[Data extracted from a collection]
────────────────────────────────────────

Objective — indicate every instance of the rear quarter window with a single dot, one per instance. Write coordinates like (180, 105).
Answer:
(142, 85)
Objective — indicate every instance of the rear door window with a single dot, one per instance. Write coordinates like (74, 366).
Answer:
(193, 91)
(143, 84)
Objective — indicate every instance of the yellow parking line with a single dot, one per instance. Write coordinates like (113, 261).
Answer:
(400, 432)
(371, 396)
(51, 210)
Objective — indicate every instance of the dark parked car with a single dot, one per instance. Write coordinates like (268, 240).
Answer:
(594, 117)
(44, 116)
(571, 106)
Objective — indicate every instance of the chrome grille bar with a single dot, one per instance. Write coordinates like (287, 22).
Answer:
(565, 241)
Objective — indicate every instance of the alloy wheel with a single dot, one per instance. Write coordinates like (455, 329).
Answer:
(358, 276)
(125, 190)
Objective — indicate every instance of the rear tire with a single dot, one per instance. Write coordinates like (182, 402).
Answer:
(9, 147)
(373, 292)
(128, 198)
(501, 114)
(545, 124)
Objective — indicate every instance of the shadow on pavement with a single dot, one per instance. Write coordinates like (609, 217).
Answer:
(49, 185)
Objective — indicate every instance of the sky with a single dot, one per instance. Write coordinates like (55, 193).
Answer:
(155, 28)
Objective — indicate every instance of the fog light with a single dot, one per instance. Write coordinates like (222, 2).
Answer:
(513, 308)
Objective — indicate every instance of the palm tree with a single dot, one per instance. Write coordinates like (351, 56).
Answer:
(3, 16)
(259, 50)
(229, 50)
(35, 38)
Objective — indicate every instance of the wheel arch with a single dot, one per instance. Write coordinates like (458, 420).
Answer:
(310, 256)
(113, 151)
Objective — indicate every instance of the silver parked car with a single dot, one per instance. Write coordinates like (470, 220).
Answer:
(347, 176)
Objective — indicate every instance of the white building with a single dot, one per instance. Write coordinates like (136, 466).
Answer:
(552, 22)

────────────────────────────────────────

**Brief:**
Write out every entry word for word.

**Task output:**
Objective — indicate every instance of the rear quarter window with a single dot, one per instance. Write coordinates like (180, 105).
Answer:
(142, 85)
Objective — indicate every instance of the rear door window with a single dot, one per instance. Write coordinates like (74, 366).
Answer:
(193, 91)
(143, 84)
Objective — indicate every instance of the yellow parking line with a single dot, one per instance. Write coordinates like (113, 261).
Answer:
(400, 432)
(371, 396)
(51, 210)
Objective — indicate every instance of the dark parked car with a single dot, one per instance. Write coordinates like (268, 240).
Answer:
(594, 117)
(44, 116)
(571, 106)
Objective — indicate every instance of the chrome grille bar with a single dot, one per instance. Write coordinates like (287, 22).
Answer:
(565, 241)
Objective — indicate every instance of the alloy wheel with a single dot, one per instance. Write coordinates like (455, 329).
Answer:
(358, 276)
(125, 190)
Objective — indicate every instance of the rear tire with a single dot, one per instance. Write coordinates like (182, 402).
Answer:
(9, 147)
(373, 292)
(128, 198)
(501, 114)
(545, 124)
Objective — indicate every instance of the shadow on pavement with a single dot, one per instance. Write coordinates like (609, 217).
Answer:
(49, 185)
Objective — indicate every instance of the sky with a single dot, one per instance. Write coordinates like (55, 193).
Answer:
(155, 28)
Objective — indicate every instance of the fog light with a single dot, one per instance. Write coordinates like (222, 2).
Answer:
(513, 308)
Objective — indicate every instance of the palm tree with a single dot, one per instance. Write coordinates like (351, 56).
Answer:
(3, 16)
(259, 50)
(229, 50)
(35, 38)
Objective — indicate every instance of the wheel arch with a single dot, one per instance. Write coordinates like (458, 420).
Answer:
(310, 256)
(113, 151)
Objective — indicate every instance of the silver parked car with a single dot, one per instance. Write coordinates like (470, 220).
Answer:
(347, 176)
Objective — indicate every instance of the white building with a single dot, one per instance. Write coordinates like (136, 466).
Answer:
(552, 22)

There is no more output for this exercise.